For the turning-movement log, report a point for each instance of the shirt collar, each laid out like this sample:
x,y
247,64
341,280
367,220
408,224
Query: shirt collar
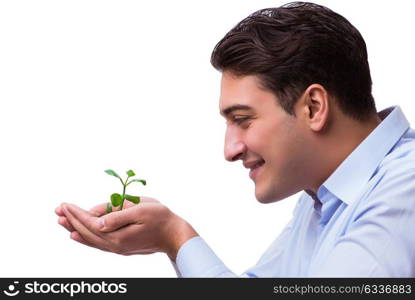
x,y
348,180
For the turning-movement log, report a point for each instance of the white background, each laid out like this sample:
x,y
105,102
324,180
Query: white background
x,y
91,85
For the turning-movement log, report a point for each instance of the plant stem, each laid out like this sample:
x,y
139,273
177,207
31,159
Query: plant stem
x,y
123,195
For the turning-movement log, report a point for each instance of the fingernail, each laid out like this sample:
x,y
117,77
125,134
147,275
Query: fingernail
x,y
101,222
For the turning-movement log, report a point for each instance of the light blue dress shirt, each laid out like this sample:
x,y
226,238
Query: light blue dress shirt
x,y
362,223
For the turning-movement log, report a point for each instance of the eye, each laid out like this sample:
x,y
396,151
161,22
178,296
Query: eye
x,y
240,120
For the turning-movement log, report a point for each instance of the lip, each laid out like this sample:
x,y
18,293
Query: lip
x,y
254,172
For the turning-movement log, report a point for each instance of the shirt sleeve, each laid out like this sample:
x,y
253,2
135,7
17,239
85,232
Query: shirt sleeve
x,y
380,241
196,259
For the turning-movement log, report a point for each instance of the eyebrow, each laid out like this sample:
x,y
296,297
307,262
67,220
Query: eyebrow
x,y
232,108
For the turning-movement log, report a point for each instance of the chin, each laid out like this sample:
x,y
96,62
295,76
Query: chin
x,y
271,196
265,199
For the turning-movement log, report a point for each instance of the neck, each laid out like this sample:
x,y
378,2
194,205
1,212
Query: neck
x,y
339,142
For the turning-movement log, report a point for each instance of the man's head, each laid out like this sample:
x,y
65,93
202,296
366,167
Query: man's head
x,y
303,70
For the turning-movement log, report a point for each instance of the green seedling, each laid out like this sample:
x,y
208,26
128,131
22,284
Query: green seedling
x,y
117,199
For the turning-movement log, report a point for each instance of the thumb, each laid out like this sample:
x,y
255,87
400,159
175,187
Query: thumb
x,y
118,219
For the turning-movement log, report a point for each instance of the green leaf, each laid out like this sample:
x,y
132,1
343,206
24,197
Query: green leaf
x,y
112,173
130,173
116,199
138,180
109,207
134,199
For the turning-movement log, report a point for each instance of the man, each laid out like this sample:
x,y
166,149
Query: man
x,y
296,94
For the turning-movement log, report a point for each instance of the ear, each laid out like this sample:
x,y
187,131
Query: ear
x,y
314,107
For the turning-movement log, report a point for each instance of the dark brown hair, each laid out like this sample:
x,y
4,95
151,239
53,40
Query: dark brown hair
x,y
298,44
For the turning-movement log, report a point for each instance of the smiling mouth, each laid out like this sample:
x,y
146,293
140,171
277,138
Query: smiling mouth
x,y
255,169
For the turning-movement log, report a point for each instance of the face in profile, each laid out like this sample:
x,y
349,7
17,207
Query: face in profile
x,y
259,132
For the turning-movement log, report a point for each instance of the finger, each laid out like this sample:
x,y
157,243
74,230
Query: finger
x,y
78,238
84,217
81,228
65,223
59,211
119,219
99,210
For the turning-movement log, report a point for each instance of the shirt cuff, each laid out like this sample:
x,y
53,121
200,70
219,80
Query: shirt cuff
x,y
196,259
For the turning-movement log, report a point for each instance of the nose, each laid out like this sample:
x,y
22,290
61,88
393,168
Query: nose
x,y
235,147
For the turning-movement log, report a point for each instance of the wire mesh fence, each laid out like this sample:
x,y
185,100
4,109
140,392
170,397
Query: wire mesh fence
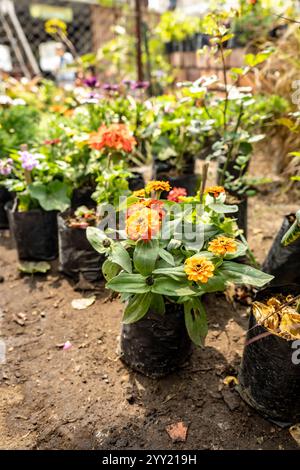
x,y
89,25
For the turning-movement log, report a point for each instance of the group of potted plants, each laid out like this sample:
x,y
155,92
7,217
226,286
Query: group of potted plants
x,y
162,246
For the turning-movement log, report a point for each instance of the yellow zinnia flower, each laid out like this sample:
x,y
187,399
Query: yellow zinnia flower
x,y
139,193
199,269
215,191
290,323
222,245
143,224
158,186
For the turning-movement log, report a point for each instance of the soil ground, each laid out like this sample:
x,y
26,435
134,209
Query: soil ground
x,y
85,398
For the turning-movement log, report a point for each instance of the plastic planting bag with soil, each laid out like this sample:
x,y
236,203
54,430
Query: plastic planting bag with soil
x,y
270,372
76,255
283,262
168,254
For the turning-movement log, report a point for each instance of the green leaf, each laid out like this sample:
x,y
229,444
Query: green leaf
x,y
137,308
175,272
195,321
96,237
242,274
255,59
110,270
52,196
241,251
145,256
32,267
171,287
158,304
166,256
217,283
121,257
131,283
223,208
293,234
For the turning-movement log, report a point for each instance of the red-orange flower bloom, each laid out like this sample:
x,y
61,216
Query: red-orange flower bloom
x,y
153,204
143,224
113,137
176,193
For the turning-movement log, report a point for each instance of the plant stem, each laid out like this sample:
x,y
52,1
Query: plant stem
x,y
203,180
28,177
231,147
225,85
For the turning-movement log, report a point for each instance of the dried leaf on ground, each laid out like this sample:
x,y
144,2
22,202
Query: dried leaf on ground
x,y
295,433
82,304
177,431
230,380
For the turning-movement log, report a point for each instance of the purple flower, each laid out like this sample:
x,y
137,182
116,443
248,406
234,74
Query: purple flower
x,y
91,82
29,161
139,85
6,167
110,87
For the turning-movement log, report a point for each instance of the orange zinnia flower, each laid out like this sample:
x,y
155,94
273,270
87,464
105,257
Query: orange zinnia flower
x,y
114,137
215,191
139,193
158,186
143,224
222,245
156,205
199,269
176,194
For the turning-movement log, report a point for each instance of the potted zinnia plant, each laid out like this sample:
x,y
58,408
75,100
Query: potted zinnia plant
x,y
282,260
175,133
110,146
269,378
39,196
6,167
163,257
269,375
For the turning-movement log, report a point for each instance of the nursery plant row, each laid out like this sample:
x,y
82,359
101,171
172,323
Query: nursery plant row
x,y
73,186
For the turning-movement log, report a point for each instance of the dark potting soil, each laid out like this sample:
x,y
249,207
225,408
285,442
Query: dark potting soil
x,y
269,378
5,197
283,262
34,232
136,181
83,197
86,398
76,255
157,344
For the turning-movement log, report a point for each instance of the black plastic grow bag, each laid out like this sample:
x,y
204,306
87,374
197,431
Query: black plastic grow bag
x,y
83,197
165,168
34,232
157,344
136,181
242,215
269,378
76,255
283,262
5,197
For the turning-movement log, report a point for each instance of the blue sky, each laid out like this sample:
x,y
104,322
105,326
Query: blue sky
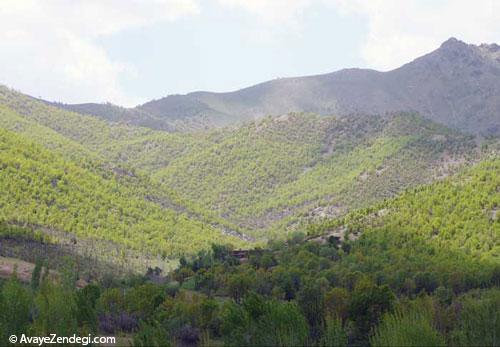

* * * * * * * * *

__REQUEST__.
Report how many lines in the entries above contain the word "white". Give only the number.

__RESPONSE__.
2